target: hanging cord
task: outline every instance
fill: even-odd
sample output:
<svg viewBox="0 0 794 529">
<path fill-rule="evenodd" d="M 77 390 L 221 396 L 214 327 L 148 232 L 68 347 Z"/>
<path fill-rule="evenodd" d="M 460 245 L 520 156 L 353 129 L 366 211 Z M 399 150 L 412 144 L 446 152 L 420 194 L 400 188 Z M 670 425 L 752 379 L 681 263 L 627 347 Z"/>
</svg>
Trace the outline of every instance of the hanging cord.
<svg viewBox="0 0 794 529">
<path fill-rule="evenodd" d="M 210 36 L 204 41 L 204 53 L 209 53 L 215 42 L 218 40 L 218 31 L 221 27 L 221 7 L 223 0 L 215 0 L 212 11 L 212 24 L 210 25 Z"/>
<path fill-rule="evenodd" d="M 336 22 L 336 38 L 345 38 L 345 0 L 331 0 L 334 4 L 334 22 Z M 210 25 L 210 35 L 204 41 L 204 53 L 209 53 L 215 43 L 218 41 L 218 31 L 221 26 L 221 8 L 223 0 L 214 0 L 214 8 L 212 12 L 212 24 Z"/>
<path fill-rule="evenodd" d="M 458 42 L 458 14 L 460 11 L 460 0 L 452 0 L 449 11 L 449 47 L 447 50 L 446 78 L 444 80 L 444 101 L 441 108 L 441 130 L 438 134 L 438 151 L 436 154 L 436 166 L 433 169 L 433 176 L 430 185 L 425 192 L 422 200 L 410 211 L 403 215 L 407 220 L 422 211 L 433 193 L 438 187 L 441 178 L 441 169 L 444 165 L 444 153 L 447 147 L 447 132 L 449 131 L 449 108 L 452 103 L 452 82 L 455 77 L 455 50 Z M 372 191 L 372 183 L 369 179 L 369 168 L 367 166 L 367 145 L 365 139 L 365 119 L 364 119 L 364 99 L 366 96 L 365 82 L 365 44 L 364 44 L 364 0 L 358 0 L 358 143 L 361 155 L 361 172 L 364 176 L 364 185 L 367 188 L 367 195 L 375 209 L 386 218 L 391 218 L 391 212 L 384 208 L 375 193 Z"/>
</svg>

----------

**WORK ITEM:** An exact repeat of all the records is required.

**WRITTEN RESPONSE:**
target: hanging cord
task: outline every instance
fill: even-odd
sample output:
<svg viewBox="0 0 794 529">
<path fill-rule="evenodd" d="M 77 390 L 221 396 L 214 327 L 148 232 L 68 347 Z"/>
<path fill-rule="evenodd" d="M 460 245 L 520 156 L 353 129 L 366 211 Z M 399 150 L 412 144 L 446 152 L 420 194 L 400 188 Z M 670 425 L 752 379 L 681 263 L 627 347 Z"/>
</svg>
Trace the outline of every instance of the hanging cord.
<svg viewBox="0 0 794 529">
<path fill-rule="evenodd" d="M 210 36 L 204 41 L 204 53 L 209 53 L 215 42 L 218 40 L 218 31 L 221 27 L 221 7 L 223 0 L 215 0 L 212 11 L 212 24 L 210 25 Z"/>
<path fill-rule="evenodd" d="M 336 22 L 336 38 L 345 38 L 345 0 L 331 0 L 334 4 L 334 22 Z M 210 25 L 210 35 L 204 41 L 204 53 L 209 53 L 215 43 L 218 41 L 218 31 L 221 26 L 221 8 L 223 0 L 214 0 L 214 8 L 212 12 L 212 24 Z"/>
<path fill-rule="evenodd" d="M 458 42 L 458 14 L 460 11 L 460 0 L 452 0 L 449 11 L 449 47 L 447 50 L 446 78 L 444 80 L 444 101 L 441 108 L 441 130 L 438 134 L 438 151 L 436 154 L 436 166 L 433 169 L 433 176 L 430 185 L 425 192 L 422 200 L 410 211 L 403 215 L 407 220 L 422 211 L 433 193 L 438 187 L 441 178 L 441 169 L 444 165 L 444 153 L 447 147 L 447 132 L 449 131 L 449 108 L 452 103 L 452 82 L 455 77 L 455 50 Z M 372 191 L 372 183 L 369 179 L 369 168 L 367 166 L 367 145 L 365 139 L 365 119 L 364 119 L 364 99 L 366 96 L 365 82 L 365 44 L 364 44 L 364 0 L 358 0 L 358 143 L 361 155 L 361 172 L 364 176 L 364 185 L 367 188 L 367 195 L 375 209 L 386 218 L 391 218 L 391 212 L 384 208 L 375 193 Z"/>
</svg>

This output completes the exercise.